Extract
JUSTICE KOURLIS dissents, and JUSTICE COATS joins in the dissent.
In this opinion, we consolidate and address the appeals from two court of appeals' decisions, Brekke v. State Farm Mut. Auto. Ins. Co., 81 P.3d 1101 (Colo. App. 2003), and an unpublished case, Shaffer v. State Farm Mut. Auto. Ins. Co., No. 02CA2274, 2003 WL 22113741 (Colo. App. Sept. 11, 2003). We consider how an insurance provider may participate in tort litigation between its insureds and uninsured motorists who injured the insureds.
In these cases, two individuals purchased uninsured motorist coverage (UM coverage) from State Farm Mutual Automobile Insurance Company (State Farm). They were injured in accidents with uninsured motorists and sued both State Farm and the uninsured motorists who had caused their injuries. The uninsured motorists failed to appear or answer the complaints, but State Farm appeared and demanded a jury trial both on the insureds' claim that State Farm should have paid under their UM coverage and also on the insureds' claim that the uninsured motorists had negligently caused injury to them.
The district courts conducted default judgment hearings on the negligence claims to determine the liability and damages of the uninsured motorists and allowed State Farm to participate as a party adverse to its insureds. State Farm appealed.
In its appeals, State Farm challenged the district courts' decisions to deny jury trials on the negligence claims against the uninsured motorists. State Farm claimed that its contractual provision that the liability of the uninsured motorist must be determined in an "actual trial," and its request for a jury trial under C.R.C.P. 38, required the district courts to hold a jury trial on the negligence claims against the uninsured motorists. The court of appeals affirmed the actions of the trial courts. State Farm successfully petitioned for certiorari.
We determine that the "actual trial" clauses in the insureds' UM contracts, which attempt to preclude default judgment against uninsured motorists from effectively establishing liability, violate public policy. As we explain in the body of the opinion, UM coverage mandated by section 10-4-609, C.R.S. (2004) is diluted if an insurance company contractually prohibits a default judgment from establishing the liability of an uninsured motorist.
We next consider State Farm's role in the negligence claims filed by the insureds against the uninsured motorists. We first distinguish the negligence claims against the uninsured motorists from the contract claims against State Farm and hold that State Farm had the right to a jury trial on its contract claims.
Regarding the negligence claims, we examine the reciprocal duties owed by State Farm and its insureds, and how the litigation is affected by the public policy underlying UM coverage in Colorado. We determine that the district court must take into consideration the unique relationship between the insured and insurance provider and balance the insurance provider's duties to the insured and the insured's right to undiluted UM recovery against the interest of the insurance provider in receiving a fair hearing on its legitimate defenses. While the insurance provider may participate in the tort litigation, its participation must be no more extensive than necessary to preserve that balance.

Written task a
According to the opinion, why do the "actual trial" clauses in the UM contracts violate public policy? Answer in one to three sentences.

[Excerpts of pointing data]

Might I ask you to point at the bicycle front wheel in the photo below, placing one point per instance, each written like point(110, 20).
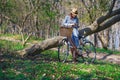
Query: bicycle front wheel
point(63, 50)
point(89, 52)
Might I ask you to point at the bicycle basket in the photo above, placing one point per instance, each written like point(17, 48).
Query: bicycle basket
point(65, 31)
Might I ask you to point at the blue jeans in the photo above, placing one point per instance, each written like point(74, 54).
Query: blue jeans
point(75, 40)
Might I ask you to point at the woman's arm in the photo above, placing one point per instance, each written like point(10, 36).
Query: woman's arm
point(66, 22)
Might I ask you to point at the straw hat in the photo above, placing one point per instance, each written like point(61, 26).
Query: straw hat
point(74, 11)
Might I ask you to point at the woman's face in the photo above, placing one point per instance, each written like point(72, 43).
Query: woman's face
point(74, 15)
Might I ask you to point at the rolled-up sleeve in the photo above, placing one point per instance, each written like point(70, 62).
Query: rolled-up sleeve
point(65, 22)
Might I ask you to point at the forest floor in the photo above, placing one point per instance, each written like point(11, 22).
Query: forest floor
point(112, 58)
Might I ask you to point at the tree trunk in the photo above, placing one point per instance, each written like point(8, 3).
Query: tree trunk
point(98, 25)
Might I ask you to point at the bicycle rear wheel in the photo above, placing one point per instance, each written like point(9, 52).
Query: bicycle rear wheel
point(89, 52)
point(63, 50)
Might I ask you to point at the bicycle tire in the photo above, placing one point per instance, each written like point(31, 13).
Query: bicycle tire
point(89, 52)
point(63, 50)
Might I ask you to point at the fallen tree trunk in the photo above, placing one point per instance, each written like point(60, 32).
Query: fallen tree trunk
point(40, 47)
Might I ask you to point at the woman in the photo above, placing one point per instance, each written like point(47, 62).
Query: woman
point(71, 20)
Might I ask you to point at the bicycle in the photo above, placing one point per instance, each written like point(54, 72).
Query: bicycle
point(88, 51)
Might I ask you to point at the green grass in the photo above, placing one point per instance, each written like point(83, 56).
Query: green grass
point(46, 67)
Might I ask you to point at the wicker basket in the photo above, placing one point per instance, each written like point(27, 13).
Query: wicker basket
point(64, 31)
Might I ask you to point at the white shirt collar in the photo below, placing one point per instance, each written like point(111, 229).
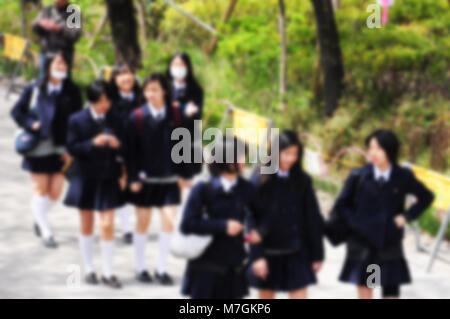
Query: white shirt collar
point(155, 112)
point(178, 86)
point(378, 173)
point(282, 174)
point(54, 88)
point(95, 115)
point(127, 96)
point(227, 184)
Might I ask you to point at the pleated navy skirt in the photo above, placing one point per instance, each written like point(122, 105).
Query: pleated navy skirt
point(392, 272)
point(204, 284)
point(156, 195)
point(94, 194)
point(49, 164)
point(287, 272)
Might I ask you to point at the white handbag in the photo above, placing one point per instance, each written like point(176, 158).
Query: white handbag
point(188, 246)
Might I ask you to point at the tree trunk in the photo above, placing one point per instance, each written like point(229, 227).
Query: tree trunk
point(331, 57)
point(283, 53)
point(225, 17)
point(122, 19)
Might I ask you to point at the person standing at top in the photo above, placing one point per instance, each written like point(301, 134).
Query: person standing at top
point(57, 30)
point(187, 99)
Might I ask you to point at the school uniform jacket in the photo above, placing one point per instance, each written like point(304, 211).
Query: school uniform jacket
point(369, 208)
point(149, 145)
point(219, 206)
point(91, 161)
point(291, 221)
point(52, 111)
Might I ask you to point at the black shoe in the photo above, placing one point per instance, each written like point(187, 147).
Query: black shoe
point(37, 230)
point(112, 282)
point(164, 279)
point(50, 243)
point(128, 238)
point(144, 277)
point(91, 279)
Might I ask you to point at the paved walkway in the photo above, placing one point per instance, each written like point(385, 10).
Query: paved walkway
point(28, 270)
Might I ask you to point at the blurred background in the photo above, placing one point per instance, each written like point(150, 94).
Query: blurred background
point(313, 66)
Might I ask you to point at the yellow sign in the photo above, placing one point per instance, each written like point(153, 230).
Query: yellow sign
point(437, 183)
point(251, 128)
point(14, 47)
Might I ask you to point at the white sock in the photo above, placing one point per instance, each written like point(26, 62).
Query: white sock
point(124, 213)
point(164, 246)
point(107, 253)
point(139, 241)
point(51, 203)
point(86, 247)
point(39, 207)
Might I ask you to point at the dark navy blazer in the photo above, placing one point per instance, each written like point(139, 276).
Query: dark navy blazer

Written task b
In the records, update the part that opens with the line containing "Might I ask you to point at the green" and closes with the line containing "point(64, 31)" by changing "wicker basket" to "woven basket" wherever it occurs. Leave everything else the same, and give back only those lines.

Task answer a
The clauses try to stop a default judgment against an uninsured motorist from establishing that motorist's liability. Under section 10-4-609, C.R.S. (2004), UM coverage is mandated, and that coverage is diluted when an insurance company contractually prohibits a default judgment from establishing liability.

Task answer b
Might I ask you to point at the green grass in the photo above, placing one point per instance, each written like point(83, 56).
Query: green grass
point(46, 67)
Might I ask you to point at the woven basket in the photo above, placing one point per instance, each written like point(27, 13).
Query: woven basket
point(64, 31)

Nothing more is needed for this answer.